REQUIREMENT:
Render all of the records below as a Markdown table with two columns, "No." for the row number and "Text" for the line, omitting any blank lines.

INPUT:
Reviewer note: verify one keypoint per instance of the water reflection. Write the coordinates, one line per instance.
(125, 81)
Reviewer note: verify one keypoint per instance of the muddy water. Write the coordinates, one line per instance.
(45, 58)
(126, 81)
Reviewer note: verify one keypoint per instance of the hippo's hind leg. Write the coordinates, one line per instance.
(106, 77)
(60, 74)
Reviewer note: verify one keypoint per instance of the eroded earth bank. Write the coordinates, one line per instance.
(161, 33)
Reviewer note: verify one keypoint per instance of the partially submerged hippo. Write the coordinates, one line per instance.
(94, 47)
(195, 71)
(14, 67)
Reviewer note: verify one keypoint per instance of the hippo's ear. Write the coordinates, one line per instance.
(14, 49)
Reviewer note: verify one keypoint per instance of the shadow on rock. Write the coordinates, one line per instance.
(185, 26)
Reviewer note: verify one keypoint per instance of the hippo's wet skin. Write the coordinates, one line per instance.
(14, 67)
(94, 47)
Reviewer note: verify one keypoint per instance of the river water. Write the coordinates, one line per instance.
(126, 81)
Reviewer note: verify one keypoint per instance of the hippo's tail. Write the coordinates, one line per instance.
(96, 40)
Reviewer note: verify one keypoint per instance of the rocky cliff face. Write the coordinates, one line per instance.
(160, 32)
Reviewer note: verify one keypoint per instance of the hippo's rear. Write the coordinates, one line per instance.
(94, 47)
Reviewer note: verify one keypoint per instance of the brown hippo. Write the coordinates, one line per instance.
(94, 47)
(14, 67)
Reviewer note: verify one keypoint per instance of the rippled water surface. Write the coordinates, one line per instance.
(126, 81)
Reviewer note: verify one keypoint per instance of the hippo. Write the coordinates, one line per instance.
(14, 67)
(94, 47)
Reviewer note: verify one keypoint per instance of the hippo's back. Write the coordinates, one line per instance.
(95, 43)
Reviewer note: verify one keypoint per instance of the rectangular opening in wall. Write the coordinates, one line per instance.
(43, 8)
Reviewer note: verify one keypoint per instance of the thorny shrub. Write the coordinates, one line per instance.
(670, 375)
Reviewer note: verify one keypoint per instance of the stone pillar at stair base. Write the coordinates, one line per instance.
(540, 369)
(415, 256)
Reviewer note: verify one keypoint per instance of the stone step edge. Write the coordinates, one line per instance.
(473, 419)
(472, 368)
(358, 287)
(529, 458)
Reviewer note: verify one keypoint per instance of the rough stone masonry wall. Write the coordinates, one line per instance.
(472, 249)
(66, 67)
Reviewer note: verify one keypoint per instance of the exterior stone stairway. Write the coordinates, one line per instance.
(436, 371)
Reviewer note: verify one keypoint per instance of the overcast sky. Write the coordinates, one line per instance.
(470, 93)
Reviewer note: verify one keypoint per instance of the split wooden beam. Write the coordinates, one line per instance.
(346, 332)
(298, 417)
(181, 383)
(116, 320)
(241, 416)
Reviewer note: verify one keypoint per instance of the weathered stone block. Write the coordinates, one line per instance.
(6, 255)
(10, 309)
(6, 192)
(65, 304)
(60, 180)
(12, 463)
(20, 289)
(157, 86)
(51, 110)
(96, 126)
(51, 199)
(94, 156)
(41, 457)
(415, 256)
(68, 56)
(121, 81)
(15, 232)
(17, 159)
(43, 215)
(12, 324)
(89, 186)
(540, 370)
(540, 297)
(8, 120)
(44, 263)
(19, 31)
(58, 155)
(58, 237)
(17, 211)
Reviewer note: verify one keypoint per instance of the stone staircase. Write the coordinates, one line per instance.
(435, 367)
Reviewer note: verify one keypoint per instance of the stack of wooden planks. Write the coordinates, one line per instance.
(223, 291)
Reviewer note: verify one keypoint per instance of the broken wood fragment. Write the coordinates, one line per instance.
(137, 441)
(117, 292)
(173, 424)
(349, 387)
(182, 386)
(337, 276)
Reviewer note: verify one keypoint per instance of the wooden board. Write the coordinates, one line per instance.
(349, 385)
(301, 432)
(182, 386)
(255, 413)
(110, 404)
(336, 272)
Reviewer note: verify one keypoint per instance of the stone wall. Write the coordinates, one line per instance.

WRITTEN SOLUTION:
| No. | Text |
|---|---|
| 1 | Reviewer note: verify one keypoint per instance of the water reflection. Write the coordinates, one line per instance. |
| 2 | (125, 81) |
| 3 | Reviewer note: verify one keypoint per instance of the muddy water. Write the coordinates, one line per instance. |
| 4 | (45, 58) |
| 5 | (126, 81) |
| 6 | Reviewer note: verify one keypoint per instance of the hippo's hind leg. Write the coordinates, one line per instance. |
| 7 | (106, 77) |
| 8 | (60, 74) |
| 9 | Reviewer note: verify one keypoint per instance of the eroded earth bank. Write the coordinates, one line per instance. |
| 10 | (161, 33) |
| 11 | Reviewer note: verify one keypoint per instance of the partially submerged hippo. Write the coordinates, one line per instance. |
| 12 | (94, 47) |
| 13 | (195, 71) |
| 14 | (14, 67) |
| 15 | Reviewer note: verify one keypoint per instance of the hippo's ear. Write the coordinates, one line per instance. |
| 16 | (14, 49) |
| 17 | Reviewer note: verify one keypoint per instance of the shadow on rock. Write the coordinates, one line per instance. |
| 18 | (185, 26) |
| 19 | Reviewer note: verify one keypoint per instance of the hippo's wet skin. Write the coordinates, one line per instance. |
| 20 | (14, 67) |
| 21 | (94, 47) |
| 22 | Reviewer note: verify one keypoint per instance of the river water. Write the coordinates, one line per instance. |
| 23 | (126, 81) |
| 24 | Reviewer note: verify one keypoint per instance of the hippo's tail. Write the coordinates, one line per instance. |
| 25 | (96, 40) |
| 26 | Reviewer note: verify one keypoint per instance of the rocky cliff face. Write the coordinates, one line per instance. |
| 27 | (160, 32) |
| 28 | Reviewer note: verify one keypoint per instance of the hippo's rear. Write the coordinates, one line per instance. |
| 29 | (94, 47) |
| 30 | Reviewer note: verify one keypoint per instance of the brown hippo. Write the coordinates, one line per instance. |
| 31 | (94, 47) |
| 32 | (14, 67) |
| 33 | Reviewer note: verify one keypoint per instance of the rippled water surface. Write the coordinates, one line per instance. |
| 34 | (126, 81) |
| 35 | Reviewer note: verify one keypoint per instance of the hippo. Write the coordinates, one line per instance. |
| 36 | (14, 67) |
| 37 | (94, 47) |
| 38 | Reviewer note: verify one keypoint per instance of the hippo's back. Write the coordinates, one line per instance. |
| 39 | (95, 43) |
| 40 | Reviewer note: verify one keypoint per instance of the rectangular opening in wall. Write the coordinates, one line per instance. |
| 41 | (43, 8) |
| 42 | Reviewer note: verify one keypoint per instance of the thorny shrub. Write the coordinates, one line per instance. |
| 43 | (670, 375) |
| 44 | Reviewer note: verify one keypoint per instance of the stone pillar at stair base. Write the coordinates, one line per instance. |
| 45 | (540, 369) |
| 46 | (415, 256) |
| 47 | Reviewer note: verify one keypoint per instance of the stone step edge. Write the coordinates, one line per instance. |
| 48 | (473, 419) |
| 49 | (472, 368) |
| 50 | (358, 287) |
| 51 | (529, 458) |
| 52 | Reviewer note: verify one keypoint per instance of the rough stone masonry wall. Write the coordinates, one line per instance. |
| 53 | (472, 249) |
| 54 | (66, 67) |
| 55 | Reviewer note: verify one keypoint per instance of the exterior stone stairway. Write the coordinates, one line per instance. |
| 56 | (436, 371) |
| 57 | Reviewer note: verify one keypoint per instance of the overcast sky. Write the coordinates, one line per instance. |
| 58 | (470, 93) |
| 59 | Reviewer note: verify one keypoint per instance of the split wooden beam. Write the coordinates, one line per instance. |
| 60 | (346, 332) |
| 61 | (298, 417) |
| 62 | (181, 383) |
| 63 | (116, 320) |
| 64 | (241, 416) |
| 65 | Reviewer note: verify one keypoint per instance of the weathered stone block. Write the coordinates, one line per instance. |
| 66 | (6, 255) |
| 67 | (10, 309) |
| 68 | (6, 192) |
| 69 | (65, 304) |
| 70 | (60, 180) |
| 71 | (12, 463) |
| 72 | (20, 289) |
| 73 | (157, 86) |
| 74 | (51, 110) |
| 75 | (96, 126) |
| 76 | (51, 199) |
| 77 | (94, 156) |
| 78 | (41, 457) |
| 79 | (415, 256) |
| 80 | (68, 56) |
| 81 | (121, 81) |
| 82 | (15, 232) |
| 83 | (17, 159) |
| 84 | (43, 215) |
| 85 | (12, 324) |
| 86 | (89, 186) |
| 87 | (540, 370) |
| 88 | (540, 297) |
| 89 | (8, 120) |
| 90 | (44, 263) |
| 91 | (19, 31) |
| 92 | (58, 155) |
| 93 | (58, 237) |
| 94 | (17, 211) |
| 95 | Reviewer note: verify one keypoint per instance of the stone staircase. Write the coordinates, one line per instance. |
| 96 | (435, 367) |
| 97 | Reviewer note: verify one keypoint per instance of the stack of wooden planks. Write the coordinates, one line per instance. |
| 98 | (223, 291) |
| 99 | Reviewer note: verify one keypoint per instance of the broken wood fragment. Write the coordinates, one line per instance. |
| 100 | (137, 441) |
| 101 | (117, 292) |
| 102 | (173, 424) |
| 103 | (349, 387) |
| 104 | (182, 386) |
| 105 | (337, 276) |
| 106 | Reviewer note: verify one keypoint per instance of the wooden board. Write the coordinates, one line per instance. |
| 107 | (349, 385) |
| 108 | (301, 432) |
| 109 | (182, 386) |
| 110 | (255, 413) |
| 111 | (110, 404) |
| 112 | (336, 272) |
| 113 | Reviewer note: verify one keypoint per instance of the stone wall. Write the coordinates, one line per instance. |